START Information shown

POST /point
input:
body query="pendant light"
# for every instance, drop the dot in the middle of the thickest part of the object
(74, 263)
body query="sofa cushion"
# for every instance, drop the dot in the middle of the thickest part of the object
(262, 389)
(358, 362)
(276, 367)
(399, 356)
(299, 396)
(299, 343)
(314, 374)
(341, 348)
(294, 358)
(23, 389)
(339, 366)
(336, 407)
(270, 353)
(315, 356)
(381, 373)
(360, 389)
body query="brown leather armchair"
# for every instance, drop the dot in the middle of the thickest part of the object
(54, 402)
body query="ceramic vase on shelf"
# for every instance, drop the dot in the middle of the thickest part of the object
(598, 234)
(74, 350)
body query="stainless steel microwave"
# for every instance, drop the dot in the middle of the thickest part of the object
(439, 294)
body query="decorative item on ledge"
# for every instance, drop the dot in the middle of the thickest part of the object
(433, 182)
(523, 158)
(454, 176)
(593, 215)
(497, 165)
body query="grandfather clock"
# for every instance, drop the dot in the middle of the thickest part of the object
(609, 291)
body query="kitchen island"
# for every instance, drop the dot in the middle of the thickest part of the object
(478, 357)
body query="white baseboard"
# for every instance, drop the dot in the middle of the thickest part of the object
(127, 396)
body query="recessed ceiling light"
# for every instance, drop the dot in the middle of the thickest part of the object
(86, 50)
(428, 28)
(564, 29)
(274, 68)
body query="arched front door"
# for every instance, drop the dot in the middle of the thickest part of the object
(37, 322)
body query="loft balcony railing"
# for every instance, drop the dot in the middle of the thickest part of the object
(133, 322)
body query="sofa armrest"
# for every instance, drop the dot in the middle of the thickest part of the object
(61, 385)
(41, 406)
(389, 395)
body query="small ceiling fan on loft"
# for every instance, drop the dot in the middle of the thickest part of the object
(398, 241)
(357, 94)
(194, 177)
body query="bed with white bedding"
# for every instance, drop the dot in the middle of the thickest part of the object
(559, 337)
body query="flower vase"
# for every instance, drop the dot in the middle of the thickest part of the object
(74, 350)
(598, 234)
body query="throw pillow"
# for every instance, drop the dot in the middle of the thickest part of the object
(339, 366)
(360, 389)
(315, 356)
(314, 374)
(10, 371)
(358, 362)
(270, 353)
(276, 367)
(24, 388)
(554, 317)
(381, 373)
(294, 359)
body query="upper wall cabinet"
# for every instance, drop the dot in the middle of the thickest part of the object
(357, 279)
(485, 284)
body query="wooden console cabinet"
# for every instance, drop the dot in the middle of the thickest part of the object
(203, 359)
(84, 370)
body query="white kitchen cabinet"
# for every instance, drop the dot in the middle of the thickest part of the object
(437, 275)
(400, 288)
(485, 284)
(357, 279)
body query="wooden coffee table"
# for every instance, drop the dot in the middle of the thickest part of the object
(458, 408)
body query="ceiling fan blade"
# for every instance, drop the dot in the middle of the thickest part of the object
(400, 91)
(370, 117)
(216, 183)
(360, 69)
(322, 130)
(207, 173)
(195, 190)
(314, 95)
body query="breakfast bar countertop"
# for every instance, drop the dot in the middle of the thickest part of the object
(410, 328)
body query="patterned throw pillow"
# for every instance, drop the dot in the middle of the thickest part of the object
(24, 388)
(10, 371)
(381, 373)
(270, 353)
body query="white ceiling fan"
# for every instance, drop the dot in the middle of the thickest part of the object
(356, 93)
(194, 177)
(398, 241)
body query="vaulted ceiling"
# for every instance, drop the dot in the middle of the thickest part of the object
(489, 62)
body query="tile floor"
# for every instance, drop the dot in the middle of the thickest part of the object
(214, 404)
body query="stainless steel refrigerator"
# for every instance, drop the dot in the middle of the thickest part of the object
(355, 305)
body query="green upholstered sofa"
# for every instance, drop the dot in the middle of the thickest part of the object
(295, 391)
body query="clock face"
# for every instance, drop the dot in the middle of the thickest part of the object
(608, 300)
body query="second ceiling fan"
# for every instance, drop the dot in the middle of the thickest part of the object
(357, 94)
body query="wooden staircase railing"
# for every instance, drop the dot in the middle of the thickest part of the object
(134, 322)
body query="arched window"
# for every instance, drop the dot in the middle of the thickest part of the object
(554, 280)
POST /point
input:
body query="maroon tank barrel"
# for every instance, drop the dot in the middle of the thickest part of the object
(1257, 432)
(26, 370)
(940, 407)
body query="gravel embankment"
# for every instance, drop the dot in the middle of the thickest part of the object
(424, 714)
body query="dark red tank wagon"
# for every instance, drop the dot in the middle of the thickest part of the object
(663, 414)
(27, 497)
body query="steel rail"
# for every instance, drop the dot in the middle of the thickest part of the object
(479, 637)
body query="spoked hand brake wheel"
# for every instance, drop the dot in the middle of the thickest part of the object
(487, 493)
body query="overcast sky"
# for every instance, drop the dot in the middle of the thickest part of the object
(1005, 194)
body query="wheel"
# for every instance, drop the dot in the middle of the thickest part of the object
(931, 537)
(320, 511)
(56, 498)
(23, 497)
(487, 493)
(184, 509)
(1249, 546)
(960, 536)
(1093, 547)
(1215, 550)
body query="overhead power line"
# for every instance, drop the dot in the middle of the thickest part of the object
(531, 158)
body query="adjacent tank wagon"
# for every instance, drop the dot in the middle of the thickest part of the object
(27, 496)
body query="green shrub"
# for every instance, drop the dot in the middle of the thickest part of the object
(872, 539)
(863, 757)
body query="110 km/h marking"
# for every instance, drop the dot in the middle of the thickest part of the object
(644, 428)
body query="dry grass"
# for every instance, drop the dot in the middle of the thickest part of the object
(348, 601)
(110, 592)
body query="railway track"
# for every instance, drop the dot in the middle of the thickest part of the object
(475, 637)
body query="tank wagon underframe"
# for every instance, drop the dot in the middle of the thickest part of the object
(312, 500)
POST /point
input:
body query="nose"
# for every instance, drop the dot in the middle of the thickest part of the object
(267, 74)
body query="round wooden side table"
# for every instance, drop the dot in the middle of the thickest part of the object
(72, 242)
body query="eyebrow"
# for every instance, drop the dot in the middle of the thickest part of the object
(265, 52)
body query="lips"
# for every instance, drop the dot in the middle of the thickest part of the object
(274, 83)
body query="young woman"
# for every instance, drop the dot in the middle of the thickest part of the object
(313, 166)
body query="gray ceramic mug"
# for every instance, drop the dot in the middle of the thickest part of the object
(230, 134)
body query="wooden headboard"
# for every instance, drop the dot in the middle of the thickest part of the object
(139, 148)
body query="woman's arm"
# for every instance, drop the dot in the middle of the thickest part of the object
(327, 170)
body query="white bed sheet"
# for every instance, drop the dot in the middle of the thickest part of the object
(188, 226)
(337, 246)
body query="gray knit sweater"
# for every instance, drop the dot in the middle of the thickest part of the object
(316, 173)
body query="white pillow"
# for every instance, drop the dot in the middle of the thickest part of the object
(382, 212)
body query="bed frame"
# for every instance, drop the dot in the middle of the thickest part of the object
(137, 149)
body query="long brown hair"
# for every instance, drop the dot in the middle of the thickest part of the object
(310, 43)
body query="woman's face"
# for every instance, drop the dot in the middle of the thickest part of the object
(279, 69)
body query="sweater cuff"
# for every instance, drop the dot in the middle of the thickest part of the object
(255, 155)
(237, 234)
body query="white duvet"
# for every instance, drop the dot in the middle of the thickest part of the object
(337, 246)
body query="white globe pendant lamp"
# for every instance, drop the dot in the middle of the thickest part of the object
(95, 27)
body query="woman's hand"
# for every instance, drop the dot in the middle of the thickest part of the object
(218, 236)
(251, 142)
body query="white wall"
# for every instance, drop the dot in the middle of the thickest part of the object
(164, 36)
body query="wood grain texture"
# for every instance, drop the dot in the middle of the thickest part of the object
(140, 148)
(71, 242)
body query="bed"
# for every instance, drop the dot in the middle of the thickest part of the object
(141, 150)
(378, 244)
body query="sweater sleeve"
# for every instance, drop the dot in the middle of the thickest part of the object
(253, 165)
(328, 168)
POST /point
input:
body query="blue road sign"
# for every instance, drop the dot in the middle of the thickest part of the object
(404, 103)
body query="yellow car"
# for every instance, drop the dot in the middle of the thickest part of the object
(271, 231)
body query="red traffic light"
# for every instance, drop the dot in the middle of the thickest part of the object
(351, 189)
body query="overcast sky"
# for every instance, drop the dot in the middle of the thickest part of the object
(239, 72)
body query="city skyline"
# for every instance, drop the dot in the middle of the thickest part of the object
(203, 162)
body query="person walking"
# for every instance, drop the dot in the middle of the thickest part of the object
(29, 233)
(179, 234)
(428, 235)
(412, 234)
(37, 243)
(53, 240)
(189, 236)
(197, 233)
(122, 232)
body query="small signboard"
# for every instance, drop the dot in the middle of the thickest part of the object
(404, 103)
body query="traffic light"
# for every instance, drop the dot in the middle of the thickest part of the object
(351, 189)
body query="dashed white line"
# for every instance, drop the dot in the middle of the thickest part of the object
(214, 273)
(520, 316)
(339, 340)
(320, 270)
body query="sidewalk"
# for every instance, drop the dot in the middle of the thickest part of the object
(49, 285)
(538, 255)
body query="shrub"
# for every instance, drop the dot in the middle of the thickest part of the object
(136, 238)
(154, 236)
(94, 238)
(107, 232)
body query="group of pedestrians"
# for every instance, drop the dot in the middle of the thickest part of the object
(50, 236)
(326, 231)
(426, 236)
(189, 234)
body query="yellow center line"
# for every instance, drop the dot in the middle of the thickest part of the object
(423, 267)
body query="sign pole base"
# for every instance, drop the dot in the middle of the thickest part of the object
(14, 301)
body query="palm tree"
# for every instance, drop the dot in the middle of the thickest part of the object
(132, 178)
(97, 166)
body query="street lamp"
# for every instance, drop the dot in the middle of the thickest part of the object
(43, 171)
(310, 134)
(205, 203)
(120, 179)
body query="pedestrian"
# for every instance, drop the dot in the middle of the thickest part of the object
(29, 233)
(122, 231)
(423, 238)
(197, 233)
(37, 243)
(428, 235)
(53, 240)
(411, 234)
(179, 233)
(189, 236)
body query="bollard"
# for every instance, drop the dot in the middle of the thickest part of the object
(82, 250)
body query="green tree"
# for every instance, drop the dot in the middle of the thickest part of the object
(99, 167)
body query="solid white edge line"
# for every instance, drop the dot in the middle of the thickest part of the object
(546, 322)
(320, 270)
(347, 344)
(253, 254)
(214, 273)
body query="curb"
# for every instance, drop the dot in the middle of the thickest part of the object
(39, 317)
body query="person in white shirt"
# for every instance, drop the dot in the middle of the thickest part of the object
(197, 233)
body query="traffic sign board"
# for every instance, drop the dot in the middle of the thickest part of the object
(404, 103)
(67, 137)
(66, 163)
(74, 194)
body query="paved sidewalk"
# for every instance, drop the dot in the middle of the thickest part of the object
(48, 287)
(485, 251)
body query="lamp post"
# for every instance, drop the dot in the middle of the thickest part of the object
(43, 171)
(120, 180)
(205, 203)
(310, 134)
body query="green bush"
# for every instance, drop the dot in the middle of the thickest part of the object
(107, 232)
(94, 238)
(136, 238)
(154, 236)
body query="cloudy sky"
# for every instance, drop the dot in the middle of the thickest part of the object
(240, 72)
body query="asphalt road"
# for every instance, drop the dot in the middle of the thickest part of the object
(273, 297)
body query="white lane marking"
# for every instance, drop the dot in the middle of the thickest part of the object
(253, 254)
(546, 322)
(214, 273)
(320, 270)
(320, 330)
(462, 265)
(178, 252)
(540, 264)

END Information shown

Given instruction:
Identify every line in the rows above that contains the word "person", and copy each such line. Case counts.

Output of the exercise:
body query="person walking"
body query="person in white shirt"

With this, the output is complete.